- [INFORMATION]:
+-------+

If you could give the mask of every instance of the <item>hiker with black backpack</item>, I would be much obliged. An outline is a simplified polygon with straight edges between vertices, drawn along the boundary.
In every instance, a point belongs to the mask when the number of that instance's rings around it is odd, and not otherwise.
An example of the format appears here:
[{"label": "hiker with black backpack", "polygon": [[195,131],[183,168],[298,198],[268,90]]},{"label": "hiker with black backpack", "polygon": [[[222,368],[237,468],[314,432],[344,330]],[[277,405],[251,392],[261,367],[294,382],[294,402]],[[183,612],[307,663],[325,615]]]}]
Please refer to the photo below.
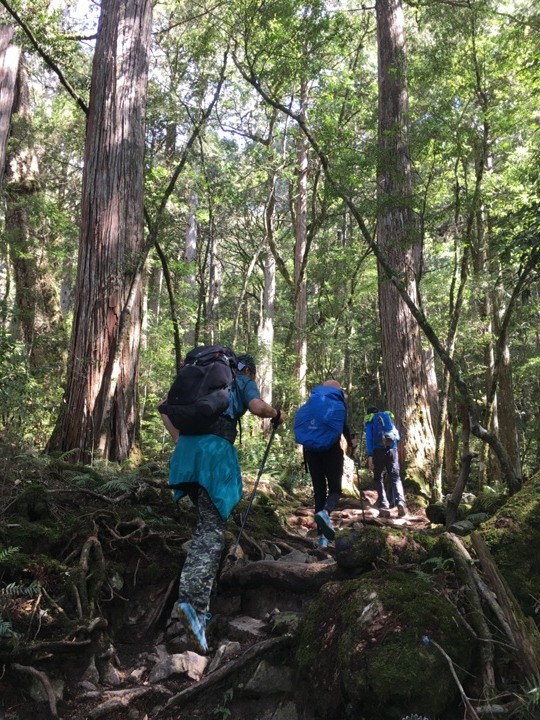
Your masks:
[{"label": "hiker with black backpack", "polygon": [[392,505],[397,506],[399,517],[407,515],[405,494],[399,471],[398,443],[401,440],[394,416],[389,410],[369,405],[364,419],[368,466],[373,471],[377,490],[377,505],[382,517],[390,517],[390,503],[384,487],[386,470],[392,487]]},{"label": "hiker with black backpack", "polygon": [[[180,620],[202,654],[208,651],[206,623],[224,548],[225,522],[242,497],[233,444],[237,421],[247,410],[270,418],[276,426],[285,420],[282,411],[261,399],[255,372],[251,355],[237,358],[223,346],[195,348],[158,408],[176,443],[169,467],[174,499],[178,502],[187,495],[198,509],[171,616]],[[188,397],[190,402],[184,402]]]},{"label": "hiker with black backpack", "polygon": [[345,393],[337,380],[326,380],[313,388],[307,402],[296,413],[294,435],[303,447],[304,462],[311,476],[318,545],[324,549],[336,534],[330,513],[341,497],[341,436],[345,437],[351,453],[357,444],[347,424]]}]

+-------+

Every record above must be given again exactly; drop the pictures.

If you could give the mask of every instance of the <item>hiker with black backpack</item>, I would be much obliged. An outline is a simplified polygon with straight edges between vertices, drawn along the boundary.
In every instance, a point belongs to the mask when the number of that instance's rings around it is odd, and not otherwise.
An example of the format appears here:
[{"label": "hiker with black backpack", "polygon": [[195,131],[183,168],[298,198],[268,90]]},{"label": "hiker with black backpack", "polygon": [[[222,368],[237,468],[314,432],[344,330]],[[277,405],[251,392],[261,367],[294,382],[294,402]],[[183,612],[307,663],[325,615]]]}]
Please refer to the photo below.
Your masks:
[{"label": "hiker with black backpack", "polygon": [[392,505],[397,506],[399,517],[407,515],[405,494],[399,471],[398,443],[401,440],[394,416],[389,410],[369,405],[364,419],[368,466],[373,471],[377,490],[377,505],[382,517],[390,517],[390,503],[384,487],[386,470],[392,487]]},{"label": "hiker with black backpack", "polygon": [[[180,620],[202,654],[208,651],[206,623],[224,548],[225,522],[242,497],[233,444],[237,421],[247,410],[270,418],[276,426],[285,420],[282,411],[261,399],[255,372],[251,355],[237,358],[223,346],[195,348],[158,408],[176,443],[169,467],[174,499],[178,502],[187,495],[198,509],[171,616]],[[188,397],[190,402],[184,402]]]},{"label": "hiker with black backpack", "polygon": [[345,393],[337,380],[326,380],[313,388],[307,402],[296,413],[294,435],[303,447],[304,462],[311,476],[318,545],[324,549],[336,534],[330,513],[341,497],[341,436],[345,437],[351,453],[357,444],[347,424]]}]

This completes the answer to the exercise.